§ Given problem
Write the next part of the notebook on post-deployment QA for the discussion tool A/B test, picking up immediately after its final line.

═══ Text excerpt ═══

# New Discussion Tool AB Test Post-Deployment QA

22 February 2022
[Task](https://phabricator.wikimedia.org/T291308)

The purpose of this post-deployment QA is to confirm that events are logging as expected and needed to run the AB test.

In [7]:
shhh <- function(expr) suppressPackageStartupMessages(suppressWarnings(suppressMessages(expr)))
shhh({
    library(magrittr); library(zeallot); library(glue); library(tidyverse); library(zoo); library(lubridate)
    library(scales)
})

# QA Checks
- Test and control events recorded. Confirmed.
- Buckets Balanced: Confirmed for Logged-In. Logged-Out now confirmed after patches below:
  - Update: Patch backported on 3 Feb to fix bucketing for logged-out users
  - Update: Patch deployed on 17 Feb to fix bucketing issue identifed for full-text logged out users. Fixes included providing anonymous user token and working for users that use  full-page
wikitext editing. https://phabricator.wikimedia.org/T301497
- Only at participating wikis. Confirmed. 
- Only desktop events. Confirmed.
- New section events recored in test groups. Confirmed


# Review of all edit sessions by AB test bucket

In [23]:
#collect all test events
query <-
"
SELECT
  date_format(dt, 'yyyy-MM-dd') as attempt_dt,
  event.editing_session_id as edit_attempt_id,
  wiki As wiki,
  event.bucket AS experiment_group,
  event.editor_interface as interface,
  event.integration as integration,
  if(event.user_id != 0, concat(wiki, '-', event.user_id), event.anonymous_user_token) as user_id,
  event.user_id = 0 as user_is_anonymous_byid, 
  if(event.anonymous_user_token is NULL, false, true) as user_is_anonymous_bytoken, 
  if(event.page_ns % 2 = 1, true, false) as is_talk_page,
  event.user_id != 0 as user_is_registered, 
  event.platform as platform, 
-- review participating wikis
  IF( wiki IN ('amwiki', 'bnwiki', 'zhwiki', 'nlwiki', 'arzwiki', 'frwiki', 'hewiki', 'hiwiki',
    'idwiki', 'itwiki', 'jawiki', 'kowiki', 'omwiki', 'fawiki', 'plwiki', 'ptwiki', 'eswiki', 'thwiki',
    'ukwiki', 'viwiki'), 'TRUE', 'FALSE'
) AS is_AB_test_wiki,
  event.is_oversample AS is_oversample
FROM event.editattemptstep
WHERE
-- since deployment
  Year = 2022
  AND ((month = 01 and day >= 27) OR (month = 02))

═══ Listed records ═══

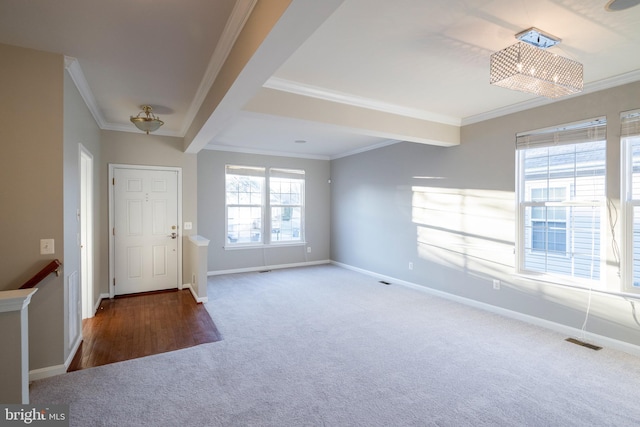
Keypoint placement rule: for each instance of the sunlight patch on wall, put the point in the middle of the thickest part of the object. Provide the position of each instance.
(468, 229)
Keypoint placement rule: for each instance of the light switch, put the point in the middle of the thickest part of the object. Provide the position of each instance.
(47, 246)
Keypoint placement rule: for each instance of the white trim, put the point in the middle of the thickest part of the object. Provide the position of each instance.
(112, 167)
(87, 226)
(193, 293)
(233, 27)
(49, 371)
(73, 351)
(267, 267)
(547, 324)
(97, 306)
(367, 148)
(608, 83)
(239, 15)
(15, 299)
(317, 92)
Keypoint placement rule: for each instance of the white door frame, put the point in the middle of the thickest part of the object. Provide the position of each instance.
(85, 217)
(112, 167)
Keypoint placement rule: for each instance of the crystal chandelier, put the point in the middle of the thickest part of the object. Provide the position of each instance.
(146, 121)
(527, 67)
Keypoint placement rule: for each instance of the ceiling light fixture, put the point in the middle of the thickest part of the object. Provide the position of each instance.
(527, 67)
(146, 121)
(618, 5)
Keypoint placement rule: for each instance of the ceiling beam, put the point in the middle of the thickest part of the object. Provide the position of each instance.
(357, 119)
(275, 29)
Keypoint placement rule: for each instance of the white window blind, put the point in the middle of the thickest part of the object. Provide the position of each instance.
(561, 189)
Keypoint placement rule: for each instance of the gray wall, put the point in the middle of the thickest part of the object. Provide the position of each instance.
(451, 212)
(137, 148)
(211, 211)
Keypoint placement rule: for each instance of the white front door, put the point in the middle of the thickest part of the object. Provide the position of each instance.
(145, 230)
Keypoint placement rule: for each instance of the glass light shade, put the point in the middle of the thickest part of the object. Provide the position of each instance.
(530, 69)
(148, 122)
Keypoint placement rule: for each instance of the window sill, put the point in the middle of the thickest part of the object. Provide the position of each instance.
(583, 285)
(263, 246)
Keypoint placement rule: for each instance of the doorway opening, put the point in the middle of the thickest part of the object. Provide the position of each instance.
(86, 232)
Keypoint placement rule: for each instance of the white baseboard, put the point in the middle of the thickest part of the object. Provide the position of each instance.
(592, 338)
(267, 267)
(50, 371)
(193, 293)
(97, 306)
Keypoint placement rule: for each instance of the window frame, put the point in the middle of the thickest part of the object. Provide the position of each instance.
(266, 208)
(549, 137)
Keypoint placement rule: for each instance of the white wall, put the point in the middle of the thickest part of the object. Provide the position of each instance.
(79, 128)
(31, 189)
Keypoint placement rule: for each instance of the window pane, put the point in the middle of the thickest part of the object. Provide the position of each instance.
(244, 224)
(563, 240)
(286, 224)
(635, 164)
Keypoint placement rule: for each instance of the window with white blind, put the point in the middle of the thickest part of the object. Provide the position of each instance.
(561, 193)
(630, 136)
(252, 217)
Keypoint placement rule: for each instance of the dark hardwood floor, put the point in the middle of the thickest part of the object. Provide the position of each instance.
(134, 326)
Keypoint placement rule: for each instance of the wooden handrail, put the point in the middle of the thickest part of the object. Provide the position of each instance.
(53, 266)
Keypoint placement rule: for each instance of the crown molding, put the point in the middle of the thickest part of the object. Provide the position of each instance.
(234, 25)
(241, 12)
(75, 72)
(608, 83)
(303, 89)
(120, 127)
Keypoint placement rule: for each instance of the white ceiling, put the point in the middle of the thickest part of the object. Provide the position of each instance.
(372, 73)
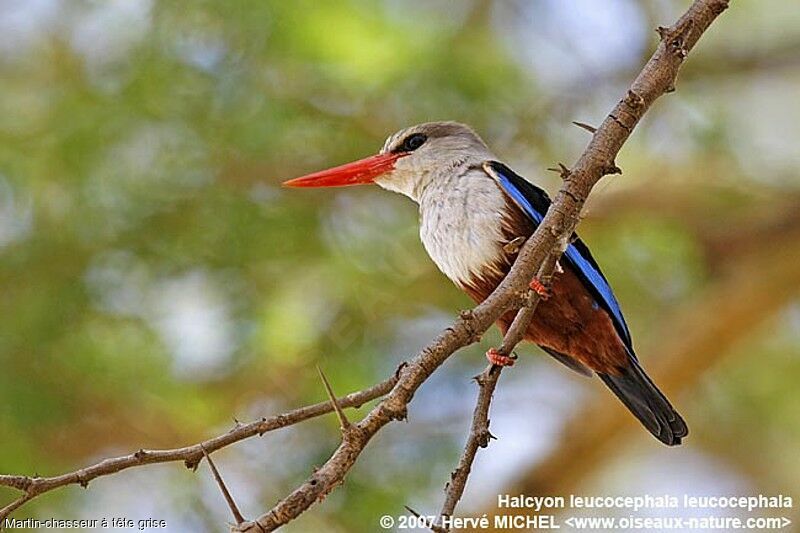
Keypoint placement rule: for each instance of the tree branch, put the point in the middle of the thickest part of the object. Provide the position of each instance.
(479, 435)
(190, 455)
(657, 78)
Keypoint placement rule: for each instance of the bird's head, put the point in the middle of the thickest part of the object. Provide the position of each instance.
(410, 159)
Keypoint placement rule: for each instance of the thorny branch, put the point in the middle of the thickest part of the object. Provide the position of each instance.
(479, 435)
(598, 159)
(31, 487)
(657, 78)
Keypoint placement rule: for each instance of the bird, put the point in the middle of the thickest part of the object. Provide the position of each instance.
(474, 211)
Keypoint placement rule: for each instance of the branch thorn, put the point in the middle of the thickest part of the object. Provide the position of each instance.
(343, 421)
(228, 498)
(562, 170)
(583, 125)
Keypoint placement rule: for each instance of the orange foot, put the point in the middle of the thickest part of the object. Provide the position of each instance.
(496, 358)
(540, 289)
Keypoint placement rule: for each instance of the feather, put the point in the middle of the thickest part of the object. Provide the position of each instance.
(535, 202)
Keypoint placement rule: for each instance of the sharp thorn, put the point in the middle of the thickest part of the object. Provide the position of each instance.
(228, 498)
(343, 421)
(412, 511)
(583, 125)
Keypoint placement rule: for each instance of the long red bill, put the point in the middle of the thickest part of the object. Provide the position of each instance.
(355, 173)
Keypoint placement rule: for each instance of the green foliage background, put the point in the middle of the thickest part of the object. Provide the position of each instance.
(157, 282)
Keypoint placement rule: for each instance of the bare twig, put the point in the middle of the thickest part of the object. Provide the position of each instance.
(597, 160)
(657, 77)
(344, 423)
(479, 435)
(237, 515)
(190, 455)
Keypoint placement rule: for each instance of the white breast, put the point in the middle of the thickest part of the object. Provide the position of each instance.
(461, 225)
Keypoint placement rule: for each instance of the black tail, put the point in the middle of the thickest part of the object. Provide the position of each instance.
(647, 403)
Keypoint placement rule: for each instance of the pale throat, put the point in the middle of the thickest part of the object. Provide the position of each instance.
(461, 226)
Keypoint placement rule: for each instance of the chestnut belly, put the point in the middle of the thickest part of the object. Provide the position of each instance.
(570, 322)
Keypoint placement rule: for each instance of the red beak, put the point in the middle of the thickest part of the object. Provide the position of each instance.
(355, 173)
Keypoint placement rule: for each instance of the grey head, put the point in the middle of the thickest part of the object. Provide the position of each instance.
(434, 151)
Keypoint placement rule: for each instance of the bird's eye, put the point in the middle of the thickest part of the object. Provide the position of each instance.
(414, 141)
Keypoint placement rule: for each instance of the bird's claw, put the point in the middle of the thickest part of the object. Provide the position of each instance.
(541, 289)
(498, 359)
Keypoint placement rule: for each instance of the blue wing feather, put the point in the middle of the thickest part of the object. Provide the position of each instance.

═══

§ Written reply
  -- remove bots
  AND useragent.is_bot = false
-- only test events
  AND event.bucket in ('test', 'control')
"

In [24]:
edit_sessions <- wmfdata::query_hive(query)

Don't forget to authenticate with Kerberos using kinit



# Sessions by Buckets Overall

In [92]:
#check overall user bucket number to confirm if buckets are balanced

sessions_by_bucket <- edit_sessions %>%
  filter(is_ab_test_wiki == 'TRUE',
        ) %>% # some test and control events recorded non ab_test_wikis
  group_by(experiment_group) %>%
  summarise(users = n_distinct(user_id),
        attempts = n_distinct(edit_attempt_id))

sessions_by_bucket

`summarise()` ungrouping output (override with `.groups` argument)



experiment_group,users,attempts
<chr>,<int>,<int>
control,3407,15729
test,5301,17826


Across all wikis, only 39.1% of users logged attempts in the control group. This is a little lower than expected based on a 50/50 split of users.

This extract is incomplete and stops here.